▸ Your instructions
Type out the listing again, exactly, with every line included.

Segment Start: Raw data

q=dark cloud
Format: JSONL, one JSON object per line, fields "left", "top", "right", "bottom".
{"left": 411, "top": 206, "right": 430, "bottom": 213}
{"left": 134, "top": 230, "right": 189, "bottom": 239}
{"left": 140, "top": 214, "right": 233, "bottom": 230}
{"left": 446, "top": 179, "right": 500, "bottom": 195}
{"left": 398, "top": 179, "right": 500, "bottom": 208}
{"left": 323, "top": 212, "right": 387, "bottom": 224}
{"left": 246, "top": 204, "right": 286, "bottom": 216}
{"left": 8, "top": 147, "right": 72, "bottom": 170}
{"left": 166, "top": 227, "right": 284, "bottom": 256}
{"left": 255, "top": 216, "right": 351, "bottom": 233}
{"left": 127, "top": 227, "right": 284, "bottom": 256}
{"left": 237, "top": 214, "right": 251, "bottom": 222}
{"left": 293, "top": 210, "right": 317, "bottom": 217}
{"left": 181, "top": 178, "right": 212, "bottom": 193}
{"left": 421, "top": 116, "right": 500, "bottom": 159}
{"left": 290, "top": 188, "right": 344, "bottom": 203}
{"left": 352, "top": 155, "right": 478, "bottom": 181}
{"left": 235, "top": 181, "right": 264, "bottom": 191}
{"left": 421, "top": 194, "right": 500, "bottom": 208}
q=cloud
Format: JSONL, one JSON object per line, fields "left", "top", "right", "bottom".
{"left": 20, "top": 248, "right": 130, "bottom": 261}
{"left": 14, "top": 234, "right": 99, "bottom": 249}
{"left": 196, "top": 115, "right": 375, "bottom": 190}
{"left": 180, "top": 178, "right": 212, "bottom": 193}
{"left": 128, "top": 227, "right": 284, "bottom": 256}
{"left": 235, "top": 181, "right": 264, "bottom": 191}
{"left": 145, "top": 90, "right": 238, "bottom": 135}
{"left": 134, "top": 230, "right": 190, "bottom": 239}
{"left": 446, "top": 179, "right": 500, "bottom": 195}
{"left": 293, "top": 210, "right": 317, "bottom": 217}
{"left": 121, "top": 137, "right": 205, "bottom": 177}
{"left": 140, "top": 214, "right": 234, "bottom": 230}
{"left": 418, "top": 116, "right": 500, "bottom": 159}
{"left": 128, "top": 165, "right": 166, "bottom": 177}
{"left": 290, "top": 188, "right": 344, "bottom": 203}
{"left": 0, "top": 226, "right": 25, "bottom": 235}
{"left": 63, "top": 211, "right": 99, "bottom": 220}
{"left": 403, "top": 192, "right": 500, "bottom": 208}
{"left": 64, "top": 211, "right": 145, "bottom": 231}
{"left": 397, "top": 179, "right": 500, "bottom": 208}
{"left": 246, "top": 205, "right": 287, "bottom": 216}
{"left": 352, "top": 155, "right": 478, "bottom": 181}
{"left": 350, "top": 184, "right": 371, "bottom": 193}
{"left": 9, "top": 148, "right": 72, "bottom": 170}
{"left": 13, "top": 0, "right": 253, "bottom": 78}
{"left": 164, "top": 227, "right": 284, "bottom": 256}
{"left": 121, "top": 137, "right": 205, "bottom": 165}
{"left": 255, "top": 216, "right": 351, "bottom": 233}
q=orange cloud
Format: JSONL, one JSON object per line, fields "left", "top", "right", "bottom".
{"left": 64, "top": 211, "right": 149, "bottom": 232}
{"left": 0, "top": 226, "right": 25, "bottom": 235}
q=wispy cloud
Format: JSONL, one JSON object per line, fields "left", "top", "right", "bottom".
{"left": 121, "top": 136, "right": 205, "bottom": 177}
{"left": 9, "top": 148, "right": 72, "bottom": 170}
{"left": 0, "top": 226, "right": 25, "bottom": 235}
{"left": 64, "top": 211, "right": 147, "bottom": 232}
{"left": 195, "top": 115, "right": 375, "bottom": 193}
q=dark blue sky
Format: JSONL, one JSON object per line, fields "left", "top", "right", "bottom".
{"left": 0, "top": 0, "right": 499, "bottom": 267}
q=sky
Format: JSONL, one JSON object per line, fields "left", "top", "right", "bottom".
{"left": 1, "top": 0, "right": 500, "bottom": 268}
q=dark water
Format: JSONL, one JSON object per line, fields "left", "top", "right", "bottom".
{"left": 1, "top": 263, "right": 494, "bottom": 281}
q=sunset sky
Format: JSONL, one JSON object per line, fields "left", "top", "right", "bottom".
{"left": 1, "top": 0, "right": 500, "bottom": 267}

Segment End: Raw data

▸ Solution below
q=dark cloud
Format: JSONL, one JSON object per line, fields "left", "top", "right", "bottom".
{"left": 411, "top": 206, "right": 430, "bottom": 213}
{"left": 134, "top": 230, "right": 189, "bottom": 239}
{"left": 140, "top": 214, "right": 233, "bottom": 230}
{"left": 446, "top": 179, "right": 500, "bottom": 195}
{"left": 398, "top": 179, "right": 500, "bottom": 208}
{"left": 323, "top": 212, "right": 387, "bottom": 224}
{"left": 246, "top": 204, "right": 286, "bottom": 216}
{"left": 8, "top": 147, "right": 72, "bottom": 170}
{"left": 166, "top": 227, "right": 284, "bottom": 256}
{"left": 255, "top": 216, "right": 351, "bottom": 233}
{"left": 127, "top": 227, "right": 284, "bottom": 256}
{"left": 237, "top": 214, "right": 251, "bottom": 222}
{"left": 293, "top": 210, "right": 317, "bottom": 217}
{"left": 181, "top": 178, "right": 212, "bottom": 193}
{"left": 421, "top": 116, "right": 500, "bottom": 159}
{"left": 290, "top": 188, "right": 344, "bottom": 203}
{"left": 352, "top": 155, "right": 478, "bottom": 181}
{"left": 235, "top": 181, "right": 264, "bottom": 191}
{"left": 421, "top": 194, "right": 500, "bottom": 208}
q=cloud
Format: JSONL, one JSON object per line, fields "left", "top", "right", "bottom".
{"left": 20, "top": 248, "right": 130, "bottom": 261}
{"left": 14, "top": 234, "right": 99, "bottom": 249}
{"left": 196, "top": 115, "right": 375, "bottom": 190}
{"left": 180, "top": 178, "right": 212, "bottom": 193}
{"left": 128, "top": 227, "right": 284, "bottom": 256}
{"left": 235, "top": 181, "right": 264, "bottom": 191}
{"left": 145, "top": 90, "right": 238, "bottom": 135}
{"left": 134, "top": 230, "right": 190, "bottom": 239}
{"left": 446, "top": 179, "right": 500, "bottom": 195}
{"left": 293, "top": 210, "right": 317, "bottom": 217}
{"left": 121, "top": 137, "right": 205, "bottom": 177}
{"left": 140, "top": 214, "right": 234, "bottom": 230}
{"left": 418, "top": 116, "right": 500, "bottom": 159}
{"left": 128, "top": 165, "right": 166, "bottom": 177}
{"left": 290, "top": 188, "right": 344, "bottom": 203}
{"left": 0, "top": 226, "right": 25, "bottom": 235}
{"left": 63, "top": 211, "right": 99, "bottom": 220}
{"left": 403, "top": 192, "right": 500, "bottom": 208}
{"left": 64, "top": 211, "right": 145, "bottom": 231}
{"left": 397, "top": 179, "right": 500, "bottom": 208}
{"left": 246, "top": 205, "right": 287, "bottom": 216}
{"left": 352, "top": 155, "right": 478, "bottom": 181}
{"left": 350, "top": 184, "right": 371, "bottom": 193}
{"left": 9, "top": 148, "right": 72, "bottom": 170}
{"left": 13, "top": 0, "right": 253, "bottom": 78}
{"left": 164, "top": 227, "right": 284, "bottom": 256}
{"left": 121, "top": 137, "right": 205, "bottom": 165}
{"left": 255, "top": 216, "right": 351, "bottom": 233}
q=orange cloud
Format: JSONL, one JSON object per line, fields "left", "top", "right", "bottom".
{"left": 64, "top": 211, "right": 149, "bottom": 232}
{"left": 0, "top": 226, "right": 25, "bottom": 235}
q=wispy cloud
Format: JSONL, one JSON object per line, fields "left", "top", "right", "bottom".
{"left": 121, "top": 136, "right": 205, "bottom": 177}
{"left": 9, "top": 148, "right": 72, "bottom": 170}
{"left": 0, "top": 226, "right": 25, "bottom": 235}
{"left": 64, "top": 211, "right": 147, "bottom": 232}
{"left": 195, "top": 115, "right": 375, "bottom": 193}
q=dark blue sky
Format: JSONL, one JSON object per line, fields "left", "top", "right", "bottom".
{"left": 0, "top": 0, "right": 499, "bottom": 267}
q=sky
Format: JSONL, one JSON object per line, fields "left", "top", "right", "bottom".
{"left": 1, "top": 0, "right": 500, "bottom": 268}
q=dark water
Format: JSONL, one JSON object per line, fields "left", "top", "right", "bottom".
{"left": 1, "top": 263, "right": 494, "bottom": 281}
q=sunset sky
Format: JSONL, one JSON object per line, fields "left", "top", "right", "bottom".
{"left": 1, "top": 0, "right": 500, "bottom": 267}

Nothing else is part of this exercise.